[Collected data]
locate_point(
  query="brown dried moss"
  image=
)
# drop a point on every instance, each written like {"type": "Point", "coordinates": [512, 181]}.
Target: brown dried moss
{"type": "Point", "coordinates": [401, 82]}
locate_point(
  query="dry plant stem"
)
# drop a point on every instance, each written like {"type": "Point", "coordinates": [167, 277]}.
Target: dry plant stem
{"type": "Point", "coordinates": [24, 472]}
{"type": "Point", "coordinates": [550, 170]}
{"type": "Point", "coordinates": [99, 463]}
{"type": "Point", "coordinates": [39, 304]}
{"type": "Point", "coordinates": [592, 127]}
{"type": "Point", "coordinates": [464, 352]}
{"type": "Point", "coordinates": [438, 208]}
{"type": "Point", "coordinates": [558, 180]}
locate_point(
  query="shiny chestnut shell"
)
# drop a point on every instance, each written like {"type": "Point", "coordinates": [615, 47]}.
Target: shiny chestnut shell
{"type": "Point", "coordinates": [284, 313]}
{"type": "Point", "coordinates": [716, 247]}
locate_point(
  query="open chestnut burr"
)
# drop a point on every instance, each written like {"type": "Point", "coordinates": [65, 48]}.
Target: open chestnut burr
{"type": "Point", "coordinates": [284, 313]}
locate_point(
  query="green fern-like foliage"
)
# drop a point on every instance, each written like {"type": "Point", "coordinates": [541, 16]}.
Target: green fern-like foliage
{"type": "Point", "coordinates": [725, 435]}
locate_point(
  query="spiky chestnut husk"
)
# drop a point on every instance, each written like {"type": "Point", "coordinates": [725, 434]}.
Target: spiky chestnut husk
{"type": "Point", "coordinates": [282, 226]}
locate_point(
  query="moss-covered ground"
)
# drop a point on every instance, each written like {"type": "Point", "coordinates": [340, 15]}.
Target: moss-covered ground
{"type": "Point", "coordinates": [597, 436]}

Exercise directions:
Please write out every line of the listing above again, requests included, and rescale each coordinate in the answers by multiplying it by 1.6 and rounding to a whole number, with halves rounded up. Keep the numbers in the requests and their format samples as they are.

Task response:
locate_point(
  query="brown dried moss"
  image=
)
# drop a point on every instance, each written like {"type": "Point", "coordinates": [512, 181]}.
Target: brown dried moss
{"type": "Point", "coordinates": [642, 131]}
locate_point(
  query="dry plant stem"
)
# drop a point on every instance, each written like {"type": "Point", "coordinates": [167, 277]}.
Target: dry plant stem
{"type": "Point", "coordinates": [38, 755]}
{"type": "Point", "coordinates": [880, 272]}
{"type": "Point", "coordinates": [158, 741]}
{"type": "Point", "coordinates": [62, 486]}
{"type": "Point", "coordinates": [947, 203]}
{"type": "Point", "coordinates": [742, 563]}
{"type": "Point", "coordinates": [701, 333]}
{"type": "Point", "coordinates": [893, 288]}
locate_point(
  query="shiny chestnut shell"
)
# drop a point on every instance, each written like {"type": "Point", "coordinates": [615, 47]}.
Target: shiny chestnut shell
{"type": "Point", "coordinates": [454, 501]}
{"type": "Point", "coordinates": [1146, 395]}
locate_point(
  query="open chestnut burr"
)
# drop a point on every instance, each written like {"type": "Point", "coordinates": [65, 48]}.
Target: open chestnut burr
{"type": "Point", "coordinates": [454, 501]}
locate_point(
  query="green fern-like foliage"
)
# drop a point on every instance, each written like {"type": "Point", "coordinates": [541, 16]}.
Target: green fern-like foliage
{"type": "Point", "coordinates": [1160, 696]}
locate_point(
  query="spiky chestnut husk"
)
# drop a point on every instance, each written like {"type": "Point", "coordinates": [725, 434]}.
Target: spiky chestnut husk
{"type": "Point", "coordinates": [451, 362]}
locate_point(
  query="moss-covered ground"
)
# drop a point on every instance, each written like {"type": "Point", "coordinates": [340, 15]}.
Target: moss-covered ground
{"type": "Point", "coordinates": [955, 698]}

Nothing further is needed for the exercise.